AIM 1:
Reproduce every line of the listing below the text, including the labeling request, but adjust each x and y coordinate in the answer points by -51. Leave out the picture.

-- START OF SOURCE TEXT --

Versions of the ‘same’ thing are analytical rich points

Some of the richest opportunities for analysis come from cases where the interaction provides multiple versions of some behaviour designed to represent ostensibly the same scene. For instance, in Agnes Löfgren‘s extract from a band rehearsal, we heard a bass player convey (to the drummer) a particular rhythmic structure he had in mind for this piece. The bass player produced at least four versions of ostensibly the same content. The versions can be seen as escalations or upgrades, in part shaped by the drummer’s responses which ranged from ‘isn’t that what I’m doing now’ to ‘alright okay’ to ‘I don’t see it yet’ to ‘like it actually gets kind of cool’:

  1. a prose description (‘so it’s like you play fou- a four against our three’)
  2. a depiction in syllables (du du ka du du ka du ka) with the foot doubling as bass drum
  3. a short rhythmic phrase played on the bass, soon abandoned
  4. an actual demonstration on the drum set

Cases like this raise many intriguing questions, some inspired by Clark & Gerrig’s (1990) classic work on quotations as demonstrations. How do we decide between  modalities (or combinations of modalities) in designing depictions? What determines the ordering of strategies seen in successive pursuits? What is the role of recipient design in choosing one over another strategy? How do we select the aspects of a scene that we are going to depict, and how do we map these to the depictive means at hand? How is the design of our depictions shaped and constrained by the affordances of meaning and modality? And so on.

We saw more examples in Leelo Keevallik’s lindy hop data. In one memorable case, a lindy hop learner asks a question about a possibly problematic element of a dance move, referring to it using the creative vocal depiction “zup↑pum↑”. The teachers decide to show rather than tell by actually executing the moves, and in synchrony with this they produce vocalisations that depict some of the rhythmic and kinetic aspects of the dance — including a piece that structurally is recognisable (for us analysts as well as, presumably, for the learner asking the question) as the relevant referent of “”zup↑pum↑”. Also during the dance, the other teacher produces ‘nonlexical’ syllables like chigi digi digi in sync with the beat and with his movements, and after completing the dance, adds, “So yeah, it’s just a nice little jigijigijigi‘, simultaneously depicting some of the kinetic aspects of the dance in voice and hands.

Versions of ostensibly the same thing are crucial because they give us more material to work with if we want to understand the link between the depiction and the depicted scene — often a challenge not just for the analyst but also for the recipient in interaction. Versions give us analytical purchase in two key ways: they show multiple iterations of ostensibly the same action, and if we’re lucky, they also give us multiple takes on the material by the recipient, providing crucial interactional evidence of the success or failure of depictive stretches of behaviour.

One type of useful interactional evidence is when different participants provide takes on ostensibly the same scene that demonstrate (rather than just claim) their understanding or expertise. With ideophones, I have found that when one participant produces an ideophone evoking a scene (e.g., munyɛmunyɛ ‘sparkling’), in second position another participant may then produce another ideophone (e.g., gelegele ‘shiny’) as if to say, I agree with you, and here is how see it. This is where vocal depictions in interaction touch on matters of epistemics and authority.

-- END OF SOURCE TEXT --

AIM 2:
Decide whether each statement agrees with the text on versions of depictions, answering yes or no and quoting the words of the text that settle it. (a) The bass player produced at least four versions of the same content. (b) The bass player carried the rhythmic phrase on the bass through to the end. (c) In the lindy hop case, the teachers explained the move in words instead of dancing it.

-- START OF RECORDS SUPPLIED --

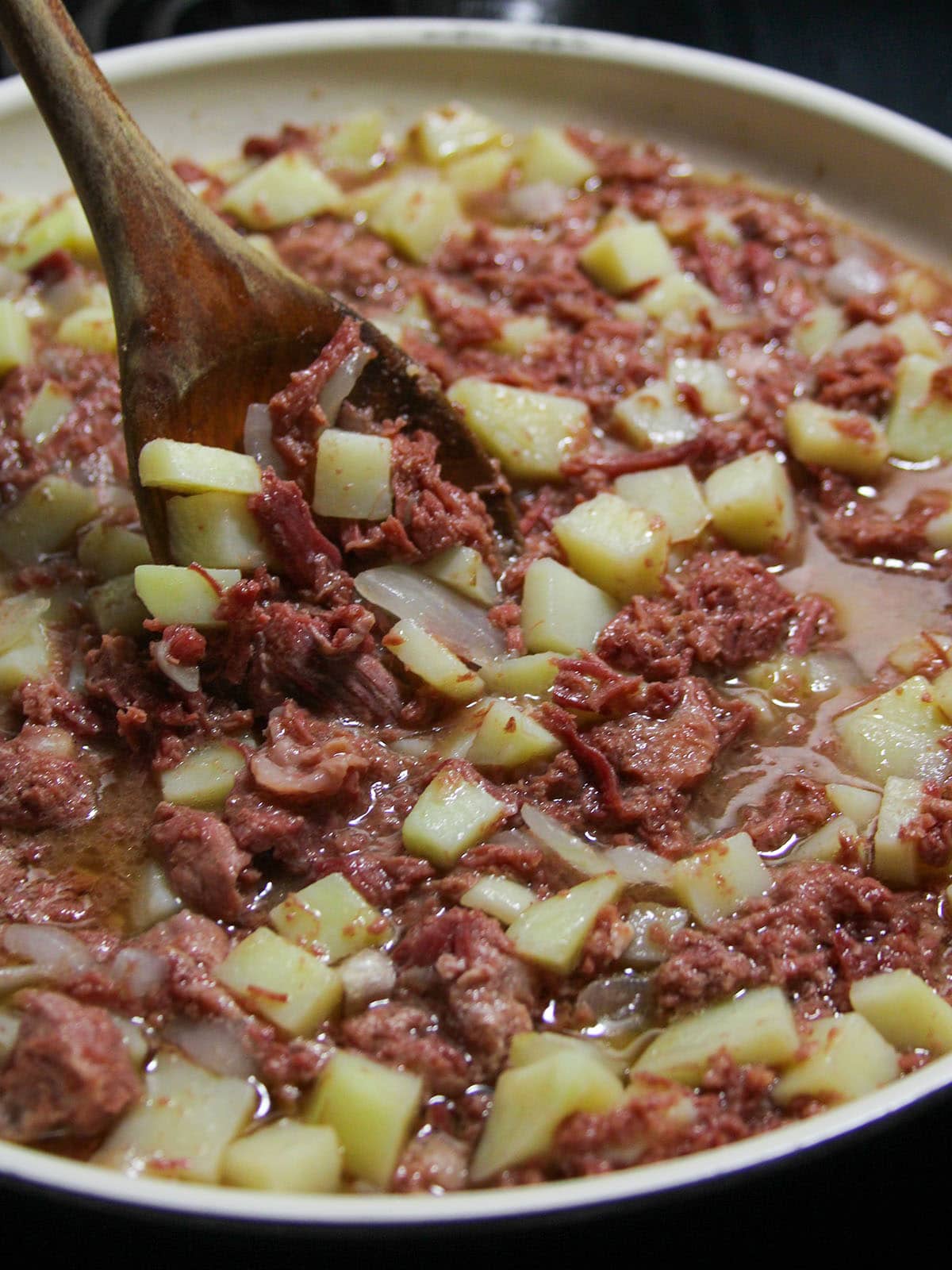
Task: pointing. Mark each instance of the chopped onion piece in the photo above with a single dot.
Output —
(259, 440)
(447, 616)
(570, 849)
(342, 381)
(639, 865)
(184, 676)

-- END OF RECORDS SUPPLIED --

FINAL RESULT 1:
Task: pointing. Mark each instance of the chopped onion piece in the photo above with a single dot.
Output —
(208, 389)
(396, 565)
(519, 798)
(291, 330)
(588, 814)
(133, 625)

FINAL RESULT 2:
(a) Yes: "The bass player produced at least four versions of ostensibly the same content."
(b) No: "a short rhythmic phrase played on the bass, soon abandoned"
(c) No: "The teachers decide to show rather than tell by actually executing the moves"